▶ **Stated exercise**: Pick out every line of the listing below that contains the string "blue". Uppercase and lowercase letters count as different.
------ Data provided ------
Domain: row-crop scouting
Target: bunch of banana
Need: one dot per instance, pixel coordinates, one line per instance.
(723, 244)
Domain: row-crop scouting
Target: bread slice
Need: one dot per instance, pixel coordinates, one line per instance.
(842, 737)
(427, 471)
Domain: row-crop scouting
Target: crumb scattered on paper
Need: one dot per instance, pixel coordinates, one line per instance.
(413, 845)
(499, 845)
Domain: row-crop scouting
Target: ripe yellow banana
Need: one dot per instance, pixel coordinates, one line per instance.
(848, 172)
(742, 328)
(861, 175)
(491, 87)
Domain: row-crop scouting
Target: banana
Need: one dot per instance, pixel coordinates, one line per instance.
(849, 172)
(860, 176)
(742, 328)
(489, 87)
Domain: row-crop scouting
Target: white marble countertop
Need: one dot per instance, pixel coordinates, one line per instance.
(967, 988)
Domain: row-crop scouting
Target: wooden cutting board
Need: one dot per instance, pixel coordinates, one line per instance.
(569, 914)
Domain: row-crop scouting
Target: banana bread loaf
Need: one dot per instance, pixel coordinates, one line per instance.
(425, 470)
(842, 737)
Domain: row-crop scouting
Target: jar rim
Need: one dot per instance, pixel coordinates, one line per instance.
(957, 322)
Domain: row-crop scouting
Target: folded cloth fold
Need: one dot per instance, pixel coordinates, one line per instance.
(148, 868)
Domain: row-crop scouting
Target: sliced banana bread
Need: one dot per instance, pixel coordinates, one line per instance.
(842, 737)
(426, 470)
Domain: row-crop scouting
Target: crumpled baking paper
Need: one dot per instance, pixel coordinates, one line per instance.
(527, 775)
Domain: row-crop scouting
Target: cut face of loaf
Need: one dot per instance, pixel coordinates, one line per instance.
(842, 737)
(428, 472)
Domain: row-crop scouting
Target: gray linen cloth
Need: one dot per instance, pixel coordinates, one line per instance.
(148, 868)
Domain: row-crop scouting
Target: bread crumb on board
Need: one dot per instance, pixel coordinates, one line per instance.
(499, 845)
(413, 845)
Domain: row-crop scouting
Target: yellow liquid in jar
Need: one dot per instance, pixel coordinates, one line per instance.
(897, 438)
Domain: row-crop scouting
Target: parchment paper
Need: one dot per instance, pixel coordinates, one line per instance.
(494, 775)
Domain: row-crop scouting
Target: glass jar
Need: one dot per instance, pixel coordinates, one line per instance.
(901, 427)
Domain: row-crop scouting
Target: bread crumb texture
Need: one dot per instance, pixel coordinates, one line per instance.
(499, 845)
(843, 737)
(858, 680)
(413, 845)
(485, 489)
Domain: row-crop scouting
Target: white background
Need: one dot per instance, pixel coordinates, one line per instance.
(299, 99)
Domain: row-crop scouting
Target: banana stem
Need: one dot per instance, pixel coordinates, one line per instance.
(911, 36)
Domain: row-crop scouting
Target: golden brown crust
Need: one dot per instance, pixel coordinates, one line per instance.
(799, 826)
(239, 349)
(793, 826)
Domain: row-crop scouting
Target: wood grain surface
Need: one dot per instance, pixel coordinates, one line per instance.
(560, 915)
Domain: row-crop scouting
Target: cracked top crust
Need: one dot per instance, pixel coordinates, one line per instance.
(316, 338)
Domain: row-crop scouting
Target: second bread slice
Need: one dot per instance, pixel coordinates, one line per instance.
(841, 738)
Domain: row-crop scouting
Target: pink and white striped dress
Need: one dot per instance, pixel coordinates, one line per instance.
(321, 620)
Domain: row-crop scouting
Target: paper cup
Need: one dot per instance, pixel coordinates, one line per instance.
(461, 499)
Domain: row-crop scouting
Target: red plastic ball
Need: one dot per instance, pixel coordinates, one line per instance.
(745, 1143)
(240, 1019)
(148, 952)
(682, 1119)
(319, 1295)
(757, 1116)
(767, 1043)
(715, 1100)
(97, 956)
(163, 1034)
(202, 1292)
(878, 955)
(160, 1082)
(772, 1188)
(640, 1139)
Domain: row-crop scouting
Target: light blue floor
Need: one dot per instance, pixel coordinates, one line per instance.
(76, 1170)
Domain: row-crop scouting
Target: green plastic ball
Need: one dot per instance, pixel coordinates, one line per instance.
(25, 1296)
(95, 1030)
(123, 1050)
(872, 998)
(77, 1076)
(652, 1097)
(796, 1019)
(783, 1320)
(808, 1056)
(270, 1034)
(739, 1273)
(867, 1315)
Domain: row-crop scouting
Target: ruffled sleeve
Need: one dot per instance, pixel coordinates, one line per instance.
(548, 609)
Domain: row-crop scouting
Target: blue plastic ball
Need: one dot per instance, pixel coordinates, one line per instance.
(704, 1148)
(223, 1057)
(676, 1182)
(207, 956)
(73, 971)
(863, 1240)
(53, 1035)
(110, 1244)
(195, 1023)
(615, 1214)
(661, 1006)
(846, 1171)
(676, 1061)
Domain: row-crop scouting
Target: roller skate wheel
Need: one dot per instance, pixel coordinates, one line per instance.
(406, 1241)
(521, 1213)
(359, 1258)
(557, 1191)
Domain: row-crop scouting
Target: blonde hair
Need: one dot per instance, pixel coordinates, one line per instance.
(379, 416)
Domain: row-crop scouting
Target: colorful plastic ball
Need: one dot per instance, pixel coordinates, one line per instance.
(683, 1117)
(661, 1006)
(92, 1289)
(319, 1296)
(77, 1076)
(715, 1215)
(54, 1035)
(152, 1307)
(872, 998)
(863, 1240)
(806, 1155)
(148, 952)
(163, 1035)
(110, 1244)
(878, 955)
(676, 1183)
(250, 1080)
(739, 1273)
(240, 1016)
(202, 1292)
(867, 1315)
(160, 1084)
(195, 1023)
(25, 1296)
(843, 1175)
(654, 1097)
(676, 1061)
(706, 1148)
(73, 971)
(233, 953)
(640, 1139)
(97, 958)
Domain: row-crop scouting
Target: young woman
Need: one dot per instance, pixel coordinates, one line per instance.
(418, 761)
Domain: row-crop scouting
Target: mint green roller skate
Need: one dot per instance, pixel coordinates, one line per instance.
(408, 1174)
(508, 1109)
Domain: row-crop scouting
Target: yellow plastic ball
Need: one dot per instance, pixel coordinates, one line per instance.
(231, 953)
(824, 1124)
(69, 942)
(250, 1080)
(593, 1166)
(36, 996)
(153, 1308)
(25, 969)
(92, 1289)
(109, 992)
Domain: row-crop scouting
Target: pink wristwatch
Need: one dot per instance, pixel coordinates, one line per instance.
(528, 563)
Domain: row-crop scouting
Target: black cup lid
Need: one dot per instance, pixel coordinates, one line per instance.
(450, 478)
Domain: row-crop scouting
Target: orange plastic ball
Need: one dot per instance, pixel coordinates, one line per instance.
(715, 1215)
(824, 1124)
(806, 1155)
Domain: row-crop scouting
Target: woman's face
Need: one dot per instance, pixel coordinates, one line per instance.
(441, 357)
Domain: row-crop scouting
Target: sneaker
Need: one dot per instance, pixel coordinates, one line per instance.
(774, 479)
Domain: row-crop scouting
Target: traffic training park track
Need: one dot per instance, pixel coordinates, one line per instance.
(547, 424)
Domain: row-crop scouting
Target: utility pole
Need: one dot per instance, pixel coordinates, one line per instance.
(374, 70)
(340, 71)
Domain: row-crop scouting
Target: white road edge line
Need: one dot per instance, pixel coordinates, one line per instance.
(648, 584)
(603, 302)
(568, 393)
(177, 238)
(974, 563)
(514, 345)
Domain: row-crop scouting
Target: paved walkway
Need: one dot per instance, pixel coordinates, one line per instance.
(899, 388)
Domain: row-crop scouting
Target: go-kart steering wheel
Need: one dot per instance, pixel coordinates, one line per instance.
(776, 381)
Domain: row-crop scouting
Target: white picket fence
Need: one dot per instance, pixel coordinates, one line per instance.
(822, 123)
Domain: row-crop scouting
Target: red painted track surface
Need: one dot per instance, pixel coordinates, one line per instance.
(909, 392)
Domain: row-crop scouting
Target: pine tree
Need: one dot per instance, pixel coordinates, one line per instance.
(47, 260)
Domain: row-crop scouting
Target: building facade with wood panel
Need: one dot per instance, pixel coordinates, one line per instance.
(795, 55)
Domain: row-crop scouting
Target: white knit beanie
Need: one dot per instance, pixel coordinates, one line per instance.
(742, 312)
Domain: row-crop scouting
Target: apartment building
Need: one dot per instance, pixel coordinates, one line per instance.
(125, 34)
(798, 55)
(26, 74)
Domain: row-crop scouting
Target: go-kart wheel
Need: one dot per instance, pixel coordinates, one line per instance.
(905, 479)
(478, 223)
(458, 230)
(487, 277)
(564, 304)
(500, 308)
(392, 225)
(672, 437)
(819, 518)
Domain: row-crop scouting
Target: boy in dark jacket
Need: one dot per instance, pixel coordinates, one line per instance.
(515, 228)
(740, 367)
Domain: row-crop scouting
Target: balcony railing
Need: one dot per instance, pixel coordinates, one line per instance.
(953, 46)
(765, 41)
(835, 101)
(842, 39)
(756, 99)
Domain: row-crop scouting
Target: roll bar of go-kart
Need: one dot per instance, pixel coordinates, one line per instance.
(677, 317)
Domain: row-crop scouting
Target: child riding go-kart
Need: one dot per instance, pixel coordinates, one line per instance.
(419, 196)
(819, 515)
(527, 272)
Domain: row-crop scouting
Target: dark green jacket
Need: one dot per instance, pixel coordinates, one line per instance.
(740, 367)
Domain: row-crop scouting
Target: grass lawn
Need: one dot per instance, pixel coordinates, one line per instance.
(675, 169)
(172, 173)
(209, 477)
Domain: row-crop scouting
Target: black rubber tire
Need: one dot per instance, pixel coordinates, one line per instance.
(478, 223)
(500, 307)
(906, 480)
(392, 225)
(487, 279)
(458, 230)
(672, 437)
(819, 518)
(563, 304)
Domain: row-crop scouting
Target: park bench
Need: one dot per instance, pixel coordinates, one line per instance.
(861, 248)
------
▶ **Result**:
Target: light blue floor
Target: blue plastic ball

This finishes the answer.